About this exercise:
Find the word "sign" in the data. Return every line where it appears.

Data records:
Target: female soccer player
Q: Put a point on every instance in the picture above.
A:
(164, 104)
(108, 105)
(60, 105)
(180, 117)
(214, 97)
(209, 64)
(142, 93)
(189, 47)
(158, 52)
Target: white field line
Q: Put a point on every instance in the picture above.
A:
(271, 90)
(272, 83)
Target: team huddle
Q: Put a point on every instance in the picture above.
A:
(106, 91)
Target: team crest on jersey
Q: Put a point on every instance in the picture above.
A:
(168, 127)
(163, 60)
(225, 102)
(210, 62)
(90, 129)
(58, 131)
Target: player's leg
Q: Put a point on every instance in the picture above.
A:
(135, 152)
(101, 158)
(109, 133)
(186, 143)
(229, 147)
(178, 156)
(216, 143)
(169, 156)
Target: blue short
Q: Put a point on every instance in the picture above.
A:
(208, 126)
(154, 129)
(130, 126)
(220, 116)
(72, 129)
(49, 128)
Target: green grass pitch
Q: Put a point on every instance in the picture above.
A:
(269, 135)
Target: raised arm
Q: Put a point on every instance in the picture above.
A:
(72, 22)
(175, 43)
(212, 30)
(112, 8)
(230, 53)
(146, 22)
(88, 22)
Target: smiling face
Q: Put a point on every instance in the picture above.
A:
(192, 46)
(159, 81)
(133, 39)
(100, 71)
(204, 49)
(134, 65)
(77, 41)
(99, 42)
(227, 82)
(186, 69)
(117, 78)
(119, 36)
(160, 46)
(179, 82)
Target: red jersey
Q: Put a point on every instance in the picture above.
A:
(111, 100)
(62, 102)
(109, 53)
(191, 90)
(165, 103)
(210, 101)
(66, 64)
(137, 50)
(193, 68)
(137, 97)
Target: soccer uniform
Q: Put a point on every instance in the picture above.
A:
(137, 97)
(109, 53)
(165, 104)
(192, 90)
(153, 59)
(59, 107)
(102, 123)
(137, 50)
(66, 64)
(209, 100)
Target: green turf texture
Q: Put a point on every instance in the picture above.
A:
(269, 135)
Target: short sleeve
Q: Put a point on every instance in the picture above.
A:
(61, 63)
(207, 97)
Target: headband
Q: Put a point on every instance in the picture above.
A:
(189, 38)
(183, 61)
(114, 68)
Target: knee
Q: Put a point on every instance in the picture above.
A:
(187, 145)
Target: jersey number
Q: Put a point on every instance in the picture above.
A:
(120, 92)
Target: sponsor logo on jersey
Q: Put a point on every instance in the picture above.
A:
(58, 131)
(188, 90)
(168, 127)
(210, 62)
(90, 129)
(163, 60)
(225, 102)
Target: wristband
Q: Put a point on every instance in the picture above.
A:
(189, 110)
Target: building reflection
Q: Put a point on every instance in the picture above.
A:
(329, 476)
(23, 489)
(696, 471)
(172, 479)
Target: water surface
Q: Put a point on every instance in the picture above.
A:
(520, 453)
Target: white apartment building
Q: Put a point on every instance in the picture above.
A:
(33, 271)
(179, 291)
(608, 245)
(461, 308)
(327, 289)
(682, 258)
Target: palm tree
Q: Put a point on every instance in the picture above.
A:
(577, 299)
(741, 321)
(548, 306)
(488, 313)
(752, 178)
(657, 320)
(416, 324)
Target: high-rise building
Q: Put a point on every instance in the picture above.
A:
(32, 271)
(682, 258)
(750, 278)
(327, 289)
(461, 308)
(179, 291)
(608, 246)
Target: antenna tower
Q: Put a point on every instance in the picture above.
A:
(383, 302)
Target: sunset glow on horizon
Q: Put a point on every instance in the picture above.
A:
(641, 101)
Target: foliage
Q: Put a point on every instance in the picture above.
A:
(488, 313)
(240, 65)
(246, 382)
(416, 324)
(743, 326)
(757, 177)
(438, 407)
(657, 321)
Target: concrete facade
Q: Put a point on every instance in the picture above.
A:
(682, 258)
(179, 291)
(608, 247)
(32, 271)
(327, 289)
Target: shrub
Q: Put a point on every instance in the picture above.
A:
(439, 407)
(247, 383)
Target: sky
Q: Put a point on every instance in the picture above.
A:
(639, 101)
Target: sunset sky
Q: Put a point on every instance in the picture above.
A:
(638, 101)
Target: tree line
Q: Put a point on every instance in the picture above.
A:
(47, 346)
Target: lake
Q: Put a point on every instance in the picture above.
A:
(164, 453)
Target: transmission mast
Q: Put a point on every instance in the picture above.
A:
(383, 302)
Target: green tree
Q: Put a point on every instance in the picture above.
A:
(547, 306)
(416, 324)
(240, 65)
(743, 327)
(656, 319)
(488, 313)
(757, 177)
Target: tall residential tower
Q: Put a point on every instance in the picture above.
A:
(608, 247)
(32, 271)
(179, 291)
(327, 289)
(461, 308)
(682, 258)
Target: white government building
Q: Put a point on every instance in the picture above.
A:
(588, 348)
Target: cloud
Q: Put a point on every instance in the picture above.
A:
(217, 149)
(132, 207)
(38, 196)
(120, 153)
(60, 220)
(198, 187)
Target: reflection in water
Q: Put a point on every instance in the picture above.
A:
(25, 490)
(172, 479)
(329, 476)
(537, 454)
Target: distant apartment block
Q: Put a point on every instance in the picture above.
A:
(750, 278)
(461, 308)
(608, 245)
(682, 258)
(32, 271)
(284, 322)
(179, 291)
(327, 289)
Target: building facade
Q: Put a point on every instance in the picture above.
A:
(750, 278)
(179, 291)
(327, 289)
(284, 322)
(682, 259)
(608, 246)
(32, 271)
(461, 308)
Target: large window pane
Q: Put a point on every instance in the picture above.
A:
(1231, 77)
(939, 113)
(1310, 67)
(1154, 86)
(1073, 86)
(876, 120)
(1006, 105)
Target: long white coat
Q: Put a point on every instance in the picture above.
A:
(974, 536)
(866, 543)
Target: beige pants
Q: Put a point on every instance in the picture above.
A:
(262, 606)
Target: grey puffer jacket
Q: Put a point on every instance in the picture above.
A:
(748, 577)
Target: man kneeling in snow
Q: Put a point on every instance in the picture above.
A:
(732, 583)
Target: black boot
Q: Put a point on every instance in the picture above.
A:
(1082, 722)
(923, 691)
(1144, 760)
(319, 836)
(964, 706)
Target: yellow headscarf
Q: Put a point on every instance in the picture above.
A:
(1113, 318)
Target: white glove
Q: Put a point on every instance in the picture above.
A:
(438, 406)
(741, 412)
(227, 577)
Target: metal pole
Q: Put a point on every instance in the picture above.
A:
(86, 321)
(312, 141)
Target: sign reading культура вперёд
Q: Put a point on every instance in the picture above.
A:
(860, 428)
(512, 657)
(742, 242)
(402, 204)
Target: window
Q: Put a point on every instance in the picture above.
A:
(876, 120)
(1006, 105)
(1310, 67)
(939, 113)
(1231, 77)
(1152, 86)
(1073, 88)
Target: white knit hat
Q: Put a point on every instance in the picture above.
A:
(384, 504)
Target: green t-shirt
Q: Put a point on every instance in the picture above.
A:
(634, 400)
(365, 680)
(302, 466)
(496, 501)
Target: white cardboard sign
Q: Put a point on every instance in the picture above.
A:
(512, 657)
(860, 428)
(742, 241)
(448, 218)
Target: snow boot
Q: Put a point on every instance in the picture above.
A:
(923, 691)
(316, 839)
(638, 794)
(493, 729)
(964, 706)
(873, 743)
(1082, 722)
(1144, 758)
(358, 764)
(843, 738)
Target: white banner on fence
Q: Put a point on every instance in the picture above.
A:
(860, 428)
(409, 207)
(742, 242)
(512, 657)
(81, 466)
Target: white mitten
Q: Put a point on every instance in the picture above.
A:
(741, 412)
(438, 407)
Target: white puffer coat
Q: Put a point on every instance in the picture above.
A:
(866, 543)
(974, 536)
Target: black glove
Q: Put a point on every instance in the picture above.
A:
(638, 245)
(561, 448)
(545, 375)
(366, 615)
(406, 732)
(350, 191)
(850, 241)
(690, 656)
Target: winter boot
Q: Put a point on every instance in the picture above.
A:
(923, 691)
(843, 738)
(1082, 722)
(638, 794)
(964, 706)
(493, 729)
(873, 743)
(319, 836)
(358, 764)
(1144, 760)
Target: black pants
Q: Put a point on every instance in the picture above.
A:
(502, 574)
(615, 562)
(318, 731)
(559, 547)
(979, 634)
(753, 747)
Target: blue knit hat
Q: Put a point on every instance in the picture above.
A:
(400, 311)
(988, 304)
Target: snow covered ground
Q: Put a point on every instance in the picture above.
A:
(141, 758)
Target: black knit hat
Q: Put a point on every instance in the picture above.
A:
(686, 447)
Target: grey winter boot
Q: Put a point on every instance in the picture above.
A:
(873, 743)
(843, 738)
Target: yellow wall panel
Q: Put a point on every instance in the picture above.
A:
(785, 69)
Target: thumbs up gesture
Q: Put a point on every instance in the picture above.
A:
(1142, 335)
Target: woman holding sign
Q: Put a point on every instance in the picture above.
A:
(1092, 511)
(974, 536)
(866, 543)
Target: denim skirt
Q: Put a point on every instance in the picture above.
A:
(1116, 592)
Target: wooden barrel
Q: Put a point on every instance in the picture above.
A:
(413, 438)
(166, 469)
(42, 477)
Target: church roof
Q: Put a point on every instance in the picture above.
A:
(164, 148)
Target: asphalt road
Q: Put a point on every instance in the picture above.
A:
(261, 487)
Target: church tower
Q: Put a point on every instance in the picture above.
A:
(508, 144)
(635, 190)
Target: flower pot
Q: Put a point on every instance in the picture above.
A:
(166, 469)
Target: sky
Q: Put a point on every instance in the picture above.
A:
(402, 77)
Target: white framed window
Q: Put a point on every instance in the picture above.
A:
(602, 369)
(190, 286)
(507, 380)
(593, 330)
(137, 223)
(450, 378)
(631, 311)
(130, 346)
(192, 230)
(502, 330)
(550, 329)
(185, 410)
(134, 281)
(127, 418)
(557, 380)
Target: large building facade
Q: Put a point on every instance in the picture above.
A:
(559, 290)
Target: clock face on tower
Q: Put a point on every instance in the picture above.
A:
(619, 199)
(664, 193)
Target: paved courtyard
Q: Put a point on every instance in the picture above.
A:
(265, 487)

Task answer:
Target: sign reading культура вперёд
Target: white cardboard sign
Target: woman holding sign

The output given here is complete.